Familial Bruising

In recovery from being a mother’s daughter.

“A woman is her mother,” said Anne Sexton. “That’s the main thing.” Granted, not everyone had boundary issues like Sexton. Nuttier than a squirrel turd, she was unhealthily enmeshed with her daughter Linda, who wrote a memoir to deal with Anne’s legacy of bipolar abuse.

Playwright Lisa Kron’s mother, Ann Kron, is apparently the anti-Sexton—a kindly, saintly racial-integration campaigner in Lansing, Mich. But like the younger Sexton, the younger Kron felt a panicked need to escape an imprisoning maternal legacy, and she poured it into her autobiographical play Well. An international hit, it established serial stage memoirist Kron (who played herself) as the Spalding Gray of our day (at least in The New York Times’ opinion).

Ann Kron had an illness, too, a crippling exhaustion nobody could diagnose. One especially useless doctor called it “Tired Housewife Syndrome.” Ann herself blames allergies—the same affliction that forced her playwright daughter to drop out of college and spend months in a Chicago allergy clinic.

Onstage, Lisa and Ann become characters in a self-mockingly self-referential sendup of experimental theater.

“This play is not about my mother and me,” insists Lisa (Roberta Furst). “It’s not about how she’s been sick for years [and] I was sick as well but somehow I got better. It’s not about how she was able to heal a neighborhood but she’s not able to heal herself.” Of course, that is what it’s about. But it’s also about Lisa’s attempt to seize control of the story of her life, often contradicted by her mom (Walayn Sharples), reclining in a La-Z-Boy at stage left.

“Honey, turn out, you have your back to the audience,” Ann says helpfully. “Mom!” hisses Lisa. “It’s not about you! It’s a theatrical construct…Y’know what, Mom? Why don’t you have your own show?” In fact, this show is Mom’s as much as it is Lisa’s.

Everybody onstage keeps interrupting and deconstructing Lisa’s theater piece. Besides Mom, there’s the ensemble of actors who portray Lisa’s childhood playmates and neighbors and her fellow allergy patients at the clinic. At one crucial point, they decide it’s mama Ann who has the story right, and stage a mutiny against Lisa.

The childhood-flashback scenes are like Lynda Barry’s The Good Times Are Killing Me as rewritten by Pirandello. One character, a 9-year-old black girl (La’Chris Jordan) who used to torment Lisa in school for her unhip ways (she can’t dance, and she’d rather listen to the Archies than Rufus and Chaka Khan), invades the stage to taunt the grown-up narrator Lisa. When Lisa says she’s not supposed to be in the play, the girl defies her, then stalks off muttering, “Stupid girl acts like she’s scared of me, so I give her something to be scared of.” The young black woman sitting in front of me softly murmured, “Mm-hm.”

- _Material shown_:
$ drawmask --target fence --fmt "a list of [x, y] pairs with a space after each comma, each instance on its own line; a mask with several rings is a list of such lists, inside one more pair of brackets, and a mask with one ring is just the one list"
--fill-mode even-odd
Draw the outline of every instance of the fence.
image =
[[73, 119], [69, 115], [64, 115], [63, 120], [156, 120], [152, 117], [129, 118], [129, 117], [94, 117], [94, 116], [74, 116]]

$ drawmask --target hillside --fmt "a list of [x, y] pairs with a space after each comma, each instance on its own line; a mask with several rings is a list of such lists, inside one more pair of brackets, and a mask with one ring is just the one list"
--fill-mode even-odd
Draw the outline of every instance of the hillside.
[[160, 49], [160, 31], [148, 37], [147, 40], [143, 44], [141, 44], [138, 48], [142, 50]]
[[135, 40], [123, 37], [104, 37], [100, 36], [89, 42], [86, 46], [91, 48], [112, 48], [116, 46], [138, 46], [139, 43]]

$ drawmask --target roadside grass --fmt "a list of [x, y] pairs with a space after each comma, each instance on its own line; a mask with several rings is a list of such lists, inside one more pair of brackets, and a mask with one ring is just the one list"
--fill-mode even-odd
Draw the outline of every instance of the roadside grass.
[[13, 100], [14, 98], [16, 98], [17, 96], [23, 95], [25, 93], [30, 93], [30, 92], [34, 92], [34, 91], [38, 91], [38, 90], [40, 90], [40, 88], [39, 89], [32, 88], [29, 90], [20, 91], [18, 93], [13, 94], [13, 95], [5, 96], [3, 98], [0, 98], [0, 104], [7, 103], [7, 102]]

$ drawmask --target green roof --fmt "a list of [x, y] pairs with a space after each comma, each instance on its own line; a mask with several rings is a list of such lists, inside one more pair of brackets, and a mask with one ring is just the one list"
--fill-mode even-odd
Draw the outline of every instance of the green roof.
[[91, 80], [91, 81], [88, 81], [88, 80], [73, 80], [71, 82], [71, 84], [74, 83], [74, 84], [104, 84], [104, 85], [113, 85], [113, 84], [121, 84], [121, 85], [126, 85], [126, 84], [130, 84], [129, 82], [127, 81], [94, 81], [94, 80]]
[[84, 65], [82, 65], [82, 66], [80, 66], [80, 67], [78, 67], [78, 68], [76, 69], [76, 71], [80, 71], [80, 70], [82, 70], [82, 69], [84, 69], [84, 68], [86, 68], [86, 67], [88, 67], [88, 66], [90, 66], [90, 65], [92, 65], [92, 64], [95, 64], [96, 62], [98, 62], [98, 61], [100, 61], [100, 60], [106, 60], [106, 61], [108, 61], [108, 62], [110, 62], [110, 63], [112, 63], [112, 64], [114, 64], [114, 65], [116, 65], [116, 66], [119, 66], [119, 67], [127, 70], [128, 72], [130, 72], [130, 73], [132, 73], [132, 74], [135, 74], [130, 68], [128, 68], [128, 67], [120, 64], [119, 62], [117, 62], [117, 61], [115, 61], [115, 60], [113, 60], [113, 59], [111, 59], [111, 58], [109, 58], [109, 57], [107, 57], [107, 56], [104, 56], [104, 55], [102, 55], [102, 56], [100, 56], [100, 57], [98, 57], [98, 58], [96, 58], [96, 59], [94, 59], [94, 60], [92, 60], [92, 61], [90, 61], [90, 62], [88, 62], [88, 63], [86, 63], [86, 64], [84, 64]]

- _Exercise instructions_:
1. According to the review of Well, what did one doctor call Ann Kron's illness?
2. Carry on the review of Well, starting after its final sentence.
The rows are separate material and have no connection to the review of Well.

- _Outputs in order_:
1. "Tired Housewife Syndrome."

2.
Poor Lisa! All she wants is to craft her past into a satisfying triumphalist story. Her fellow allergy patients were hypochondriacs, and maybe her mom is too—how else did she summon the energy to fight racism to a standstill in Lansing? The reason she stopped being sick was that she left Lansing for Lower Manhattan and broke the spell of her mom’s family tradition of sickliness. “I escaped to the land of healthy people! People who have chosen strength and health and sex and attractive clothes and organic foods and Target over Kmart even if it costs a little more!”

But Lisa’s insubordinate creations make the contrary points. How and why people and societies sicken and get well is a shimmering mystery. All narrators are unreliable, but each does have a point.

Furst’s mounting exasperation is funny, yet she’s capable of convincing tears when the play gets painful. Sharples could be in the Smithsonian as the Standard Unit of Mom: sweet, slightly foggy, wanting to fetch the audience sodas, not wanting to upset her child but adamant about having her say. Jordan, Marcel Davis, and Gordon Hendrickson are winningly cartoonish as the enactors of Lisa’s memories, with Ellen Dessler the standout as Lisa’s irritably reaction-prone fellow allergy victim (or self-victimizer). Jordan’s third-grade bully character scores, too.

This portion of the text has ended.